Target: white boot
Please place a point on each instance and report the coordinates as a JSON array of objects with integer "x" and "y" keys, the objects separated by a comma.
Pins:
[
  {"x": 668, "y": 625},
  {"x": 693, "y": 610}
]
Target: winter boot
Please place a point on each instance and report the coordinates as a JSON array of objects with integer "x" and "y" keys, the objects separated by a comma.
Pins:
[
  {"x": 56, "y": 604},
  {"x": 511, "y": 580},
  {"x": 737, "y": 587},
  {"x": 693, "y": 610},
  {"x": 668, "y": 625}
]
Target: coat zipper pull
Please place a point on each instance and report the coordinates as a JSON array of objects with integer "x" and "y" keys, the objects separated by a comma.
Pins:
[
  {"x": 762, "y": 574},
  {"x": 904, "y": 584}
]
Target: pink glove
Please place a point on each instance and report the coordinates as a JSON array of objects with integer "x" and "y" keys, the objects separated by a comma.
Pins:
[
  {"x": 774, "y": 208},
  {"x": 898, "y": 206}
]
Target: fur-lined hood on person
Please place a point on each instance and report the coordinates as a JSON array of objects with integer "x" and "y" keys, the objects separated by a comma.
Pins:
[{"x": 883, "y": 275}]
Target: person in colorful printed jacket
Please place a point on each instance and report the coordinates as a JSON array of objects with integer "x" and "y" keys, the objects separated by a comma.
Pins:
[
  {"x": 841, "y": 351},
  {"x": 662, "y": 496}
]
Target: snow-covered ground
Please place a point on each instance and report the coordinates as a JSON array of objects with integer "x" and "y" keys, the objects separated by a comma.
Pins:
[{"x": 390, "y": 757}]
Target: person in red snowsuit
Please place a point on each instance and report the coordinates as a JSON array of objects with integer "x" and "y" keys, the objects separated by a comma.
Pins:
- - -
▶ _WORK TO COMPLETE_:
Can you return all of the entries above, every line reproduced without a single change?

▶ _CORRECT ANSWER_:
Target: white boot
Please place a point on each instance and report the coordinates as a JSON array of objects with integer "x" and "y" keys, the objects separated by a comma.
Pins:
[
  {"x": 668, "y": 625},
  {"x": 693, "y": 610}
]
Target: winter boot
Please place a point on each instance and report the coordinates as a JSON array of objects with integer "x" and "y" keys, the objects separated by a comma.
Pins:
[
  {"x": 56, "y": 604},
  {"x": 511, "y": 580},
  {"x": 737, "y": 587},
  {"x": 693, "y": 610},
  {"x": 668, "y": 625}
]
Target: coat zipper pull
Please place a point on each instance and report the coordinates as a JSON array of objects with integer "x" and "y" keys, the objects separated by a comma.
Pins:
[
  {"x": 762, "y": 574},
  {"x": 904, "y": 584}
]
Target: pink glove
Please place a point on each instance and report the coordinates as a JSON array of objects with integer "x" and "y" keys, the objects separated by a comma.
Pins:
[
  {"x": 774, "y": 208},
  {"x": 898, "y": 206}
]
Target: fur-lined hood on person
Please place a point on each instance and report the coordinates as a JSON array of objects with integer "x" and "y" keys, the objects separated by a comma.
Pins:
[{"x": 883, "y": 275}]
Target: person in colorful printed jacket
Please place a point on each instance and report the coordinates as a JSON array of objects with integer "x" and "y" keys, the objects separated by a comma.
Pins:
[
  {"x": 841, "y": 351},
  {"x": 662, "y": 496}
]
Target: snow-covered ground
Please place a point on each instance and report the coordinates as a JSON array of objects with integer "x" and "y" keys, the objects separated by a comma.
Pins:
[{"x": 390, "y": 757}]
Target: person in red snowsuit
Please place a point on each instance and report the coordinates as a JSON array of objects with integer "x" and "y" keys, the objects separated by a comma.
Pins:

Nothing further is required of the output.